**Aim of the exercise**
Print each line of the listing once more, precisely as given.

**Extracted entries**
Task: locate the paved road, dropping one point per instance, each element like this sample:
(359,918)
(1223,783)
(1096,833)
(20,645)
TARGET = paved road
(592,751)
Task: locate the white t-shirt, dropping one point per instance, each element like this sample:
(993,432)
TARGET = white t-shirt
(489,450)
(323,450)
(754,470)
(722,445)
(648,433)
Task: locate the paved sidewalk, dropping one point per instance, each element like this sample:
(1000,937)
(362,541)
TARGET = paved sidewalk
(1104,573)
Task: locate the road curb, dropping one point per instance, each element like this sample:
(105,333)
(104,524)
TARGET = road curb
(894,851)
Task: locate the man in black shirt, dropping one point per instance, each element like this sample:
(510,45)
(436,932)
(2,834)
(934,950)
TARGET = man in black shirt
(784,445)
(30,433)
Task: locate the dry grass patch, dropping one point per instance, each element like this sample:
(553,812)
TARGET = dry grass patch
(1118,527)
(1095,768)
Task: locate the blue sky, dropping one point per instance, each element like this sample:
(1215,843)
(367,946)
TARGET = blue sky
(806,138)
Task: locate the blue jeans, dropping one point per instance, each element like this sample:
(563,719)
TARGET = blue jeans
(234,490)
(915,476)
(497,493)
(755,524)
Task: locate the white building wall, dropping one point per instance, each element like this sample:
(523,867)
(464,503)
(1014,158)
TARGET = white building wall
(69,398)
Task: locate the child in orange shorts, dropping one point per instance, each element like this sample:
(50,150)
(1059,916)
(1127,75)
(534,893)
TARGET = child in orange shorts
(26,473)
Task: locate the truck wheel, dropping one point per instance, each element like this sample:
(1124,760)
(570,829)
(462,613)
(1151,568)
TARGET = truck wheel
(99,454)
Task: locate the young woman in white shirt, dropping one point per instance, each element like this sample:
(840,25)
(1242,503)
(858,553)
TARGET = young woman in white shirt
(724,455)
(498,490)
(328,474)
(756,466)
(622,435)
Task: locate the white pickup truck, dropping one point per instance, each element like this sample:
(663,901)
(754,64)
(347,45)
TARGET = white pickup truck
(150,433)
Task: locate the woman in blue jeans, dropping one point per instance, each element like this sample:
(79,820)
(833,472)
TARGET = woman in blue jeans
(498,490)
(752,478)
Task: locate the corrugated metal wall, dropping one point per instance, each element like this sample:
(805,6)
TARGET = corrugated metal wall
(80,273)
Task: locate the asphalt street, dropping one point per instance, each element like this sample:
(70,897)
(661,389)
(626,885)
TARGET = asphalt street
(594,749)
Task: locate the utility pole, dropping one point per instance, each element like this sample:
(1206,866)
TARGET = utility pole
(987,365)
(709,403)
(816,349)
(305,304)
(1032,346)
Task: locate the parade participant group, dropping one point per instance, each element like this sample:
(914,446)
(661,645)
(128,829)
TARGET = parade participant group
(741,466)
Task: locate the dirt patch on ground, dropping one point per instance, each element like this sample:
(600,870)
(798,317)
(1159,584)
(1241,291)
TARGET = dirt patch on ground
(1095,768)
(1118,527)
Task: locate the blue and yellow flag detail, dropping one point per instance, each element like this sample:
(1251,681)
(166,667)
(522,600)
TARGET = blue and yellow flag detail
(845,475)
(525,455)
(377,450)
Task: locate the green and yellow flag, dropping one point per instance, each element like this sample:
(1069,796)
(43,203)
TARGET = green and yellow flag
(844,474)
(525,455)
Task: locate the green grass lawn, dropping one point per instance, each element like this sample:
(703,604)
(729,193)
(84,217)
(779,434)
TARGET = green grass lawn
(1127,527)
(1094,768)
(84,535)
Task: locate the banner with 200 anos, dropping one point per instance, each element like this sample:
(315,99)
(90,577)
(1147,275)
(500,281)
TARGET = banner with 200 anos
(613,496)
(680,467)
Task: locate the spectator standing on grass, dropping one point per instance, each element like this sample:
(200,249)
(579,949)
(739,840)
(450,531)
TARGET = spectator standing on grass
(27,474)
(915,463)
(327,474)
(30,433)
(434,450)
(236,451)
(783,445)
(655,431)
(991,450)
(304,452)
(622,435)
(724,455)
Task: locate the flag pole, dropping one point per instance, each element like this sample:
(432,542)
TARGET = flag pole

**Exercise response**
Task: locate the paved road, dropping one point per instance, each element like this sample:
(359,918)
(1223,783)
(1096,833)
(20,645)
TARGET = paved road
(592,751)
Task: locate the white t-shirt, dropping one point per instance, each element like this sample:
(993,432)
TARGET = white t-shirt
(489,450)
(323,450)
(754,470)
(722,445)
(648,433)
Task: locate the paved sidewalk, dropping one point per instance, each element like this sample:
(1000,937)
(362,541)
TARGET = paved sidewalk
(1104,573)
Task: locate the road curb, dropping one point per instance, each element like this sample:
(105,333)
(104,524)
TARGET = road curb
(894,851)
Task: locate the man in black shirt, dropping one point per instance, each element like this sample:
(510,45)
(436,932)
(2,834)
(934,950)
TARGET = man in black shirt
(784,445)
(30,433)
Task: locate the dry grass patch, dropping one point per instance, each element like this sample:
(553,812)
TARGET = dry grass patch
(1118,527)
(1095,768)
Task: locate the blue sky, dropping one point per instance, each element like this sample:
(1215,843)
(367,946)
TARGET = blue sky
(806,138)
Task: locate the blue jeans, dropping one point per instance, each element like this sample:
(563,719)
TARGET = blue jeans
(234,490)
(915,476)
(497,493)
(755,524)
Task: locate the white building wall, dropping one point per instance, each element like this sample:
(523,867)
(464,503)
(1014,158)
TARGET = white building wall
(69,398)
Task: locate the child in orange shorts, dropping one point per instance, each element like this sample:
(50,150)
(1059,916)
(1127,75)
(534,893)
TARGET = child in orange shorts
(26,473)
Task: locate the truck wheel, dropping one point per instance, each element like this sample:
(1124,760)
(570,829)
(462,613)
(1151,568)
TARGET = truck wheel
(99,454)
Task: locate the young woman in white shirt, dropping one point per instance, each element like this sample:
(840,25)
(1242,503)
(858,553)
TARGET = young woman in white shirt
(724,455)
(498,490)
(328,474)
(756,466)
(622,435)
Task: locate the white pickup truck, dropping one point per instance, each element like this sample:
(663,901)
(754,64)
(347,45)
TARGET = white pickup truck
(150,433)
Task: locate the woman in blue jeans, dropping one point per instance, each element like this sample:
(79,820)
(833,472)
TARGET = woman in blue jeans
(498,490)
(752,478)
Task: locate the corrugated metal wall, dropping one point per instance, each element like this sample:
(805,6)
TARGET = corrugated metal wall
(80,273)
Task: locate the asphalt street, dropping one point per instance, each element like this sample:
(70,897)
(661,389)
(626,885)
TARGET = asphalt street
(594,749)
Task: locate the utility pole, dropping one point per instance, each element like this sample:
(1206,866)
TARGET = utility pole
(987,365)
(709,403)
(816,349)
(305,304)
(1032,346)
Task: locate the parade participant group, dropping one point per instance, each element like this sample:
(914,446)
(661,645)
(128,829)
TARGET = parade participant group
(741,466)
Task: locate the dirt patch on ground, dropping one point per instance, each element like this sample:
(600,870)
(798,317)
(1159,584)
(1241,291)
TARGET = dirt patch on ground
(1095,768)
(1118,527)
Task: locate the blue and yellow flag detail, dropping one point per instance, each element like this sample:
(1251,681)
(166,667)
(522,600)
TARGET = blue and yellow flag detail
(845,475)
(525,455)
(377,450)
Task: locate the green and yellow flag, dropping one point per instance, each element like this sample:
(1069,796)
(43,203)
TARGET = green and yellow flag
(844,474)
(525,455)
Task: locate the green grass lawn, dropping one point per instance, each element like this sample:
(703,604)
(729,193)
(84,217)
(779,434)
TARGET = green grass lawn
(1127,527)
(1094,768)
(84,535)
Task: locate the banner with 200 anos, dropping one point per instance, each element like this sample:
(315,99)
(90,577)
(1147,275)
(500,281)
TARGET = banner with 200 anos
(613,496)
(680,467)
Task: locate the spectator standing on grass, dropping one point per instance, each element like this sample:
(200,249)
(579,949)
(739,840)
(450,531)
TARGET = spectator standing on grass
(27,474)
(915,463)
(327,474)
(30,433)
(434,450)
(236,451)
(783,445)
(655,431)
(991,450)
(304,452)
(622,435)
(724,455)
Task: locate the flag pole, dropping one point per instance, each element like this sample:
(432,542)
TARGET = flag pole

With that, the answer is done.